AIM OF THE TASK: Type out the listing again, exactly, with every line included.

DATA SHOWN:
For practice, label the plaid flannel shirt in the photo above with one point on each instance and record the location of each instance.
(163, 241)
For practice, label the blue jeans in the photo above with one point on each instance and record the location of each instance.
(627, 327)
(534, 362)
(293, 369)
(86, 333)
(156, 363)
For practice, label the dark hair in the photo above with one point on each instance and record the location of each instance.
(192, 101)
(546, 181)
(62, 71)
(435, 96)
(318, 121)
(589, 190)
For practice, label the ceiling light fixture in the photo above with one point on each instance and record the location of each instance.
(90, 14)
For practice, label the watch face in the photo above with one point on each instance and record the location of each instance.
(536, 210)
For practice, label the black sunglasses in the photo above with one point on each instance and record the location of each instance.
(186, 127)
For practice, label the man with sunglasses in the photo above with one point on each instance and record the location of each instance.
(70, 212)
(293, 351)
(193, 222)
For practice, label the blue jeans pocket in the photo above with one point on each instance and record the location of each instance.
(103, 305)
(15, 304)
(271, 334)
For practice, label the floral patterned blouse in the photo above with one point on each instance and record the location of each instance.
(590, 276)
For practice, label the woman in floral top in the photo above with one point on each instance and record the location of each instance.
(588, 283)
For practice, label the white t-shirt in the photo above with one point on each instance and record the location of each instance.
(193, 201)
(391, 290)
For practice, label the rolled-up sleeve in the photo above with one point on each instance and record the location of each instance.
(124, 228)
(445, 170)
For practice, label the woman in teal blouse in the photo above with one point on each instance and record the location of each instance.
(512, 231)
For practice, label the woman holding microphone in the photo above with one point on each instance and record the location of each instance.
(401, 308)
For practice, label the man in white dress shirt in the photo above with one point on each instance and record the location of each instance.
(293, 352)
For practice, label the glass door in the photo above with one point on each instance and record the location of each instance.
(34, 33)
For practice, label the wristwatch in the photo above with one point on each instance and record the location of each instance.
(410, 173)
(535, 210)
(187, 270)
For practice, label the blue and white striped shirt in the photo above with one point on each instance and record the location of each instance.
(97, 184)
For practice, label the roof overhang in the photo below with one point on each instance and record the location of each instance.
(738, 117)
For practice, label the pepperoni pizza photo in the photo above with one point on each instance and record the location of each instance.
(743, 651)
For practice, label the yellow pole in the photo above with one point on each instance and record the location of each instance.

WRITTEN ANSWER:
For practice, label the plaid flannel shirt in the photo above with one point on each instance and record the location of each instance.
(163, 241)
For practice, label the blue jeans in the photo above with one point on each instance and record the location of each instance.
(627, 327)
(534, 362)
(293, 369)
(86, 333)
(156, 363)
For practice, label the dark hair in the photo above with one point on each instance and record the location of each instance.
(192, 101)
(546, 181)
(62, 71)
(435, 96)
(318, 121)
(589, 190)
For practice, label the ceiling light fixture in the photo above with one point on each instance and record the location of each instance.
(90, 14)
For practice, label the watch face in the photo above with one point on each instance and record the location of each instance.
(536, 210)
For practice, label the black sunglasses in the photo above with one point on each instance and record the location of each instance.
(186, 127)
For practice, label the man with sunglasses in the photo above with one point on each instance and record the location of each instance.
(70, 212)
(293, 351)
(193, 222)
For practice, label the blue jeans pocket in the photo above with one point on each instance and record the location of each instance.
(103, 305)
(15, 304)
(271, 334)
For practice, label the floral patterned blouse in the photo above with one point on each instance and record the location of each instance.
(590, 276)
For practice, label the woman in floral top in the photo above with one point on each instance and record the location of each instance.
(588, 283)
For practice, label the white t-shirt in the photo above with one point on each instance and record the location of each instance.
(193, 201)
(391, 290)
For practice, label the rolled-up sleeve in the photo above with one point on each instance and record the location of each instance.
(124, 228)
(445, 170)
For practice, label the woman in teal blouse in the photo above with one point on each instance and record the location of each instance.
(512, 231)
For practice, label the woman holding microphone in the photo above with one point on each instance and record the location of each instance.
(401, 308)
For practice, label the man in white dress shirt in the photo above with one point on each instance and record the location of each instance.
(293, 352)
For practice, label the glass door in the photo above with one point on each instance and record the location of each instance.
(34, 33)
For practice, label the wristwatch in the photo above with one point on each instance and record the location of each instance.
(410, 173)
(535, 210)
(187, 270)
For practice, label the blue and white striped shirt in the photo above with one point on each instance and record the location of each instance.
(97, 184)
For practice, label the roof overhang in the photo below with one point on each instance and record the location of each instance.
(738, 117)
For practice, label the pepperoni pizza photo in the photo above with one point on each instance and record the location of each instance.
(743, 651)
For practice, label the yellow pole in the photo above with one point on each instance and record the location of each instance.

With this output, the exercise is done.